§ **Problème à traiter**:
Citez l'extrait sur le Maroc et les fondations d'une IA responsable dans son intégralité, mot pour mot et sans la moindre modification.

§ **Extrait du texte**:

◆ ◆ ◆ ◆

Maroc : un hub structuré du Nord

Au nord du continent, le Maroc positionne sa stratégie Maroc Digital 2030 comme pilier de modernisation. Objectif : 1,1 milliard d’investissements et 240 000 emplois numériques. Le pays s’appuie sur ses universités (comme Mohammed VI Polytechnique) et des événements tels que la conférence MoroccoAI. Mais il doit encore surmonter la fragmentation des données et l’exclusion linguistique, deux obstacles majeurs à l’adoption de l’IA locale.

Les fondations d’une IA responsable

L’initiative de Mastercard n’est pas qu’économique ; elle est structurelle. L’entreprise promeut une approche collective fondée sur trois leviers.

  • La donnée : sans jeu de données fiables et inclusifs, impossible d’entraîner des modèles locaux pertinents. Cela suppose des infrastructures partagées et des règles transparentes de gouvernance.
  • La formation : il faut des ingénieurs, certes, mais aussi des experts métiers capables de comprendre et d’utiliser l’IA dans la banque, la santé ou l’agriculture.
  • La réglementation : les cadres doivent évoluer pour soutenir l’innovation sans fragiliser la protection des citoyens. C’est ce que Mastercard appelle « l’équilibre de la confiance ».

◆ ◆ ◆ ◆

Données recueillies:
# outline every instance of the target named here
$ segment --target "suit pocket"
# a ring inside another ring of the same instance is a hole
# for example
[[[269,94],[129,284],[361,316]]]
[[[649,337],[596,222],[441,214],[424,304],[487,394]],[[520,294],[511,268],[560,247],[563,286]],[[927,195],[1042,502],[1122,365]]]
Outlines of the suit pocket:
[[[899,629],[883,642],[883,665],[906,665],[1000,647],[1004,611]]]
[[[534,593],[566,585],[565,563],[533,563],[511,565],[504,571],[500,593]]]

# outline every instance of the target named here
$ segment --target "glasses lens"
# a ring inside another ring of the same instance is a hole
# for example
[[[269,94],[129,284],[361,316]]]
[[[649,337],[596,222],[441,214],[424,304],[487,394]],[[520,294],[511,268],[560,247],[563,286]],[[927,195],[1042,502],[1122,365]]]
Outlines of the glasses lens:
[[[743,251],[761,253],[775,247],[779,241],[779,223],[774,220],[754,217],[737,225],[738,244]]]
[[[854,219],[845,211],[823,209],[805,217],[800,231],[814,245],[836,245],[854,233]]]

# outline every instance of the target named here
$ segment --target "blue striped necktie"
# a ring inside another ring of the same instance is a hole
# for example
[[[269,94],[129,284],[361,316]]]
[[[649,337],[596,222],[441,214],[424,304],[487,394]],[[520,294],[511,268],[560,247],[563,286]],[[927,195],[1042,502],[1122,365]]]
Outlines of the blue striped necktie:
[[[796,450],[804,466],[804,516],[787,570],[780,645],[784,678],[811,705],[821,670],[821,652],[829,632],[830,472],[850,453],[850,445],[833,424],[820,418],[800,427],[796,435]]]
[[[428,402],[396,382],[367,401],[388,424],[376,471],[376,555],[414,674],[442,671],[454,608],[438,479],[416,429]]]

◆ ◆ ◆ ◆

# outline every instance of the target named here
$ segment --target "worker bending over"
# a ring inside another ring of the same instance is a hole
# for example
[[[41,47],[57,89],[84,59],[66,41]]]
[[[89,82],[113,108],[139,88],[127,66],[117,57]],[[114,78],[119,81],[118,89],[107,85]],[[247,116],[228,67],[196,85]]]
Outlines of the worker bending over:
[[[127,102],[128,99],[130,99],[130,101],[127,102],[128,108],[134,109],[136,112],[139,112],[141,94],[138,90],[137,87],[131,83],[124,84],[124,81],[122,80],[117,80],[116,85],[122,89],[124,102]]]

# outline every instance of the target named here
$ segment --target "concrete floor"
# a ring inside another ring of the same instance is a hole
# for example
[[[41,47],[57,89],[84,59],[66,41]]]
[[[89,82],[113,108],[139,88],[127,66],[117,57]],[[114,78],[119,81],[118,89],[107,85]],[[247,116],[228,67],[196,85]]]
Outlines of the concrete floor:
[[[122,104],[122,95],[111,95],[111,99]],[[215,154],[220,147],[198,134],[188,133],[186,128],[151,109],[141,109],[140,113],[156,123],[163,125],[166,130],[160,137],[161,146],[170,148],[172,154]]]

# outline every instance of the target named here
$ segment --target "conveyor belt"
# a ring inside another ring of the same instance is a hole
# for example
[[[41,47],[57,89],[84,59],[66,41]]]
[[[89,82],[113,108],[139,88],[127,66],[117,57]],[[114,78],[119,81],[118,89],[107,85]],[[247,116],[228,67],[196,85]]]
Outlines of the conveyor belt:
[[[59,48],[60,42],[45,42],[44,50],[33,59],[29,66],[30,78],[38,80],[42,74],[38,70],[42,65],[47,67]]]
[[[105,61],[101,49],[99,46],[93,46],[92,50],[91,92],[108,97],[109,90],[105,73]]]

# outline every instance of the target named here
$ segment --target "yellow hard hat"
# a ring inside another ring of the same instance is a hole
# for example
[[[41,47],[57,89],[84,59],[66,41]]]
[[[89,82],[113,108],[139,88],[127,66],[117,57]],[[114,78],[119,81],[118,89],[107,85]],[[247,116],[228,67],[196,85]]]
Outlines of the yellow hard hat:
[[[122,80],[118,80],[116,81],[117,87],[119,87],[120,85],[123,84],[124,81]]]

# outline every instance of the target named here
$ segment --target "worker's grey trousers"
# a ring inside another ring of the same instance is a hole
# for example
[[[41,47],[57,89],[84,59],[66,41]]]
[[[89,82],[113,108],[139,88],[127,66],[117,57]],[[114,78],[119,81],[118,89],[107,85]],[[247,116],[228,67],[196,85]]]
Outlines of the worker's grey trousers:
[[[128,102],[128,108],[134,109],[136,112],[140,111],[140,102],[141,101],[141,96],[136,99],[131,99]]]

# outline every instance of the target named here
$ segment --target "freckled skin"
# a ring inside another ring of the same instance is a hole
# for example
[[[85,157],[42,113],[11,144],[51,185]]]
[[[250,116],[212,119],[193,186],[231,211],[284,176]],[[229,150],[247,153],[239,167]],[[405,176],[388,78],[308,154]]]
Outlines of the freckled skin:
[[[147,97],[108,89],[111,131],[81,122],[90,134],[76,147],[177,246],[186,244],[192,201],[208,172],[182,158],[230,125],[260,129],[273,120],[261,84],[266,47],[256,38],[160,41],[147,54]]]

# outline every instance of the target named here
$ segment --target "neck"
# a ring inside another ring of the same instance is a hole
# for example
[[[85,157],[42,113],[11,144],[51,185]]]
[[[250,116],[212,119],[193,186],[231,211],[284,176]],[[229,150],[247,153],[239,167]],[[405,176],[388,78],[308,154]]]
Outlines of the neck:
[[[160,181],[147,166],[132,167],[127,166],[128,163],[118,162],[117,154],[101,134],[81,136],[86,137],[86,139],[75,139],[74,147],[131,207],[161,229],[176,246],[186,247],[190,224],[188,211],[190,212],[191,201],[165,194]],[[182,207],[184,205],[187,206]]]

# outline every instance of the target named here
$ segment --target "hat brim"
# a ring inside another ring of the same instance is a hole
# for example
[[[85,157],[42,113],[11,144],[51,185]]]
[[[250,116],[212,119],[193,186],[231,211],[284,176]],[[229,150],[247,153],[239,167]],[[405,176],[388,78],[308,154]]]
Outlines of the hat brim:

◆ ◆ ◆ ◆

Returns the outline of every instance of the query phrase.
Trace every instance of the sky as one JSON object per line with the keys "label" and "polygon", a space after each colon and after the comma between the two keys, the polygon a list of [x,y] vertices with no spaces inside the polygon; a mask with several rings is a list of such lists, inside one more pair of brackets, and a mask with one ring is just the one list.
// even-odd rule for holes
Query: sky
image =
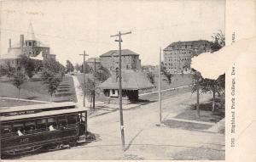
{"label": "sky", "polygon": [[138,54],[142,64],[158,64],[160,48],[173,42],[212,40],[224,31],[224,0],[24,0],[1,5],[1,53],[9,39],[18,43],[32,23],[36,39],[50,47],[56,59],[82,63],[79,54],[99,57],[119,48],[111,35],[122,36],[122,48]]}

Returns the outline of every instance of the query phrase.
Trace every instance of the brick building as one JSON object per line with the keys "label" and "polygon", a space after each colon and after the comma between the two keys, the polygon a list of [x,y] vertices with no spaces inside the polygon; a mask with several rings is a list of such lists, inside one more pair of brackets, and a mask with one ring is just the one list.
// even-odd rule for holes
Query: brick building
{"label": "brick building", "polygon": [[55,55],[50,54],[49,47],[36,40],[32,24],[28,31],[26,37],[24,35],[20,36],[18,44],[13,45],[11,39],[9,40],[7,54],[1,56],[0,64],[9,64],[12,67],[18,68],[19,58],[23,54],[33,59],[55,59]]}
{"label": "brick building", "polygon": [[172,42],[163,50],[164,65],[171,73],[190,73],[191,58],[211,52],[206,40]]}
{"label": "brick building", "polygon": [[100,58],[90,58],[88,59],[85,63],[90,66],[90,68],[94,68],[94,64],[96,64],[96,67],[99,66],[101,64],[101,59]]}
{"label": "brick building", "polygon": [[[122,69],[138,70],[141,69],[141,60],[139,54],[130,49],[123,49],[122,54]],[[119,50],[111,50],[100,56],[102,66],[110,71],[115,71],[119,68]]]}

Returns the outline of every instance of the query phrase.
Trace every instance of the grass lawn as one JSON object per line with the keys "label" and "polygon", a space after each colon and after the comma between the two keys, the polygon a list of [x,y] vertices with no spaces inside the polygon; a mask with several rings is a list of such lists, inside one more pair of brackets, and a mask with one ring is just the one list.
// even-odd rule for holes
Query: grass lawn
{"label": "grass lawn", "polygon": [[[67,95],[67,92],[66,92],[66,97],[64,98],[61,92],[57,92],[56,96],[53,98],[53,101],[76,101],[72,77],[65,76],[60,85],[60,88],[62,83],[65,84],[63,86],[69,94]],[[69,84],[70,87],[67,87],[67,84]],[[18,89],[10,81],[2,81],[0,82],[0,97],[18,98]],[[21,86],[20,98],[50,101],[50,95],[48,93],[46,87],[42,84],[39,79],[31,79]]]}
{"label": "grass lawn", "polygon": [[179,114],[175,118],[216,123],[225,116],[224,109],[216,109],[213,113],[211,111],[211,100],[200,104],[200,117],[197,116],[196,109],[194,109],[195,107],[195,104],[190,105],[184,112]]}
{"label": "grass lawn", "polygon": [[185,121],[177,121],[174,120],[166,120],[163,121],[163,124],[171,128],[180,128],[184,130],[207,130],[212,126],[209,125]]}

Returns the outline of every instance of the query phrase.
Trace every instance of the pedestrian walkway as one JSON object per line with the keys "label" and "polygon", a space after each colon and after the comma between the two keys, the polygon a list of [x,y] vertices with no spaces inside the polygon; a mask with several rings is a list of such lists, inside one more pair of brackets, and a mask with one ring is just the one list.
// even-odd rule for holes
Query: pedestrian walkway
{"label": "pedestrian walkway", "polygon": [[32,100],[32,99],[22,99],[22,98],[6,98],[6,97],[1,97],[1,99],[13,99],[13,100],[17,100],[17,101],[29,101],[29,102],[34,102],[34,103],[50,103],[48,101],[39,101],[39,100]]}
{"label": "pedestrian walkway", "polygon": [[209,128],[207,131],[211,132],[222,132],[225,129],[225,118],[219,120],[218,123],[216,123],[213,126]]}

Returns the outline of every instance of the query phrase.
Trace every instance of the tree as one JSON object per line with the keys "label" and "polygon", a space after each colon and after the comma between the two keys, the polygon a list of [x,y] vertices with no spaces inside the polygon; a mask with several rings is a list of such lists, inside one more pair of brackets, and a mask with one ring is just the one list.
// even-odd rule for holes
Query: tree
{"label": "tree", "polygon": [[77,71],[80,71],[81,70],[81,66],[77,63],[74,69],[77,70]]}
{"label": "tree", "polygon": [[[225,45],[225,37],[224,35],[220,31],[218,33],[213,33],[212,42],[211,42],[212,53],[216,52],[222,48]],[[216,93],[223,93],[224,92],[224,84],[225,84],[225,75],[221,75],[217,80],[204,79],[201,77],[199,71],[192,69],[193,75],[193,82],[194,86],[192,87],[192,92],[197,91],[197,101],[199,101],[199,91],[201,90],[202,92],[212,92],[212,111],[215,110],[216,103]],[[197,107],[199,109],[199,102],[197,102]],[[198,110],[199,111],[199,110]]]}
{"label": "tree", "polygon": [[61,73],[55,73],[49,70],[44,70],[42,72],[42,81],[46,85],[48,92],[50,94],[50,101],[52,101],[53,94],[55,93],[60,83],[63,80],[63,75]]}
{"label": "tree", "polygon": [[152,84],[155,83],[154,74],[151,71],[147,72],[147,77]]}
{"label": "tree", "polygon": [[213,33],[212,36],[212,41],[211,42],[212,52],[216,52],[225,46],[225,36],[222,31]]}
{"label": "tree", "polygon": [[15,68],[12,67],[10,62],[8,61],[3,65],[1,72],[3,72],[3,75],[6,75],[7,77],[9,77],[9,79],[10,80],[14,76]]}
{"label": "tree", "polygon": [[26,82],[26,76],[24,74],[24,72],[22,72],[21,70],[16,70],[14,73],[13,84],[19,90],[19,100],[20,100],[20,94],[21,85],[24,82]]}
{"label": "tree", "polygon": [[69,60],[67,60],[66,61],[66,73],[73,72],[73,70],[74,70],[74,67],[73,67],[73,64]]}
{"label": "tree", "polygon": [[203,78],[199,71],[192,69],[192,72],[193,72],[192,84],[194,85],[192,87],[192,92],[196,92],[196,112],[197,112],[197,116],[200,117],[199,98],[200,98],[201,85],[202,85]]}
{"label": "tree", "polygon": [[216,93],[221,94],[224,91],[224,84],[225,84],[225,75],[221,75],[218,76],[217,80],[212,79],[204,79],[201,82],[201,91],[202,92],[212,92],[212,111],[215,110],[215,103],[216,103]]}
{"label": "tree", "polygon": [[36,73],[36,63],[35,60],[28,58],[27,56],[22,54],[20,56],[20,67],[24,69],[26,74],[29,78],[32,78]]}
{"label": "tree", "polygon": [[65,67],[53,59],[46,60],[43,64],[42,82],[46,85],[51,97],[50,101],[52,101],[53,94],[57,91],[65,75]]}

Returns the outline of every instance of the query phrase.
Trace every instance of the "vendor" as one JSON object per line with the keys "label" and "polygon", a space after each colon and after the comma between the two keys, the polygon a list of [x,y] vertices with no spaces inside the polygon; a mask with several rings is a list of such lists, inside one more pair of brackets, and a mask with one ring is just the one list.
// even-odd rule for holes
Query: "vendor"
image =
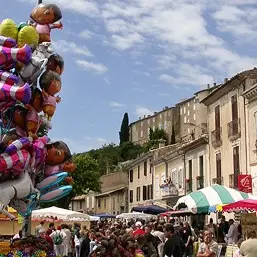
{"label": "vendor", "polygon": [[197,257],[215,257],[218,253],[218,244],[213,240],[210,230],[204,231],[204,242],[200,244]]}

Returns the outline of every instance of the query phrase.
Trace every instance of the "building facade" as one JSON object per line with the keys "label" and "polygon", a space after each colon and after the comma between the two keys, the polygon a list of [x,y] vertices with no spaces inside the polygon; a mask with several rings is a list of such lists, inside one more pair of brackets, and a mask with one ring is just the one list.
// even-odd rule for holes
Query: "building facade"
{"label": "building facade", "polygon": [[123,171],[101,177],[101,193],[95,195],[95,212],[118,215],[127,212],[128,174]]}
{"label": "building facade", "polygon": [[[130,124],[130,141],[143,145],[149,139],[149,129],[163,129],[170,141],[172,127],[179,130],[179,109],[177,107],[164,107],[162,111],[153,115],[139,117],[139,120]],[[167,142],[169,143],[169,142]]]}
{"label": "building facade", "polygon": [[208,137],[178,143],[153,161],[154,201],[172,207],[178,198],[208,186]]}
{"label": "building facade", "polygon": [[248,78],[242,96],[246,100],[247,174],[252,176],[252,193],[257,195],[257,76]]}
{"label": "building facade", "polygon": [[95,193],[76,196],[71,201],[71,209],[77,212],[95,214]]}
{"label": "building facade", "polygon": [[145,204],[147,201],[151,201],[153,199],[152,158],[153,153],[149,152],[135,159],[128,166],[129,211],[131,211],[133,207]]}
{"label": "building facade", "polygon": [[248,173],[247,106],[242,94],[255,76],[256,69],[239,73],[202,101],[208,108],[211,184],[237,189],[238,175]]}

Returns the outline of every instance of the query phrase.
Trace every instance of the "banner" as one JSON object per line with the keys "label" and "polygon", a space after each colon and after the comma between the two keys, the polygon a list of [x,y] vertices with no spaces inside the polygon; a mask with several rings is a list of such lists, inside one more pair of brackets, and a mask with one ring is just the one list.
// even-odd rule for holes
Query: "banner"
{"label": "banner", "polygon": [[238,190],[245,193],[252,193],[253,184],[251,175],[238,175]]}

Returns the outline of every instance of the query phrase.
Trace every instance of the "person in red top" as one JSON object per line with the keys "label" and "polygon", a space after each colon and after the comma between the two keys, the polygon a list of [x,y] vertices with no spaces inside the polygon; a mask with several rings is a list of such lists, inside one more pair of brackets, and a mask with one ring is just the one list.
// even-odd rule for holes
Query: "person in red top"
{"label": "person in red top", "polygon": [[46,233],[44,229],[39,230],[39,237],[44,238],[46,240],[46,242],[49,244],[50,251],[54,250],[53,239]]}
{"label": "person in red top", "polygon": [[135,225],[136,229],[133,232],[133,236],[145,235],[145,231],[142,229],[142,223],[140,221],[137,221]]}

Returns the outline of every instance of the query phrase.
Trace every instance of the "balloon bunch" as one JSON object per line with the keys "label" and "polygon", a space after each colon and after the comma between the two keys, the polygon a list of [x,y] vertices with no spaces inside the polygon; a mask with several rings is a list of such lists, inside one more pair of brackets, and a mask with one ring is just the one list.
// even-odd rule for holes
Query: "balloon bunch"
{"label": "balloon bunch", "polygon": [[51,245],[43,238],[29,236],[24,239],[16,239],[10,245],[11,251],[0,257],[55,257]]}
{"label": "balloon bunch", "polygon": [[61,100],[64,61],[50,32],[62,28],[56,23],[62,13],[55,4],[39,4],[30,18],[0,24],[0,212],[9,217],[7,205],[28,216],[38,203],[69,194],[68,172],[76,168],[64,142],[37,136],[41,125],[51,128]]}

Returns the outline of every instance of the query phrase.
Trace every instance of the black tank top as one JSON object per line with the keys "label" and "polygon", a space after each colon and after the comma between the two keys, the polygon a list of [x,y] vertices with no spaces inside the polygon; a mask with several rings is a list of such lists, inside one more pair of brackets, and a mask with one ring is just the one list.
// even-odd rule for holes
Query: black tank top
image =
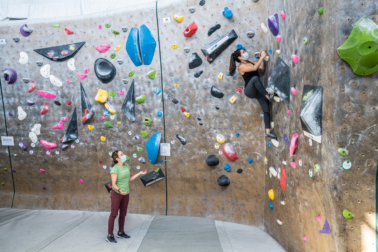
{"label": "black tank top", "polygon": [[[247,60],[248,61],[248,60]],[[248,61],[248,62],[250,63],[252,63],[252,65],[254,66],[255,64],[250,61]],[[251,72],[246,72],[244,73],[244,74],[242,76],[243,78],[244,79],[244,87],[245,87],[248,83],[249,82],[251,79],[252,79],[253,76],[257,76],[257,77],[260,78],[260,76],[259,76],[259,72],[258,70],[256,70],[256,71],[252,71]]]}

◆ ◆ ◆ ◆

§ **Résultat ci-dessous**:
Maroc : un hub structuré du Nord

Au nord du continent, le Maroc positionne sa stratégie Maroc Digital 2030 comme pilier de modernisation. Objectif : 1,1 milliard d’investissements et 240 000 emplois numériques. Le pays s’appuie sur ses universités (comme Mohammed VI Polytechnique) et des événements tels que la conférence MoroccoAI. Mais il doit encore surmonter la fragmentation des données et l’exclusion linguistique, deux obstacles majeurs à l’adoption de l’IA locale.

Les fondations d’une IA responsable

L’initiative de Mastercard n’est pas qu’économique ; elle est structurelle. L’entreprise promeut une approche collective fondée sur trois leviers.

  • La donnée : sans jeu de données fiables et inclusifs, impossible d’entraîner des modèles locaux pertinents. Cela suppose des infrastructures partagées et des règles transparentes de gouvernance.
  • La formation : il faut des ingénieurs, certes, mais aussi des experts métiers capables de comprendre et d’utiliser l’IA dans la banque, la santé ou l’agriculture.
  • La réglementation : les cadres doivent évoluer pour soutenir l’innovation sans fragiliser la protection des citoyens. C’est ce que Mastercard appelle « l’équilibre de la confiance ».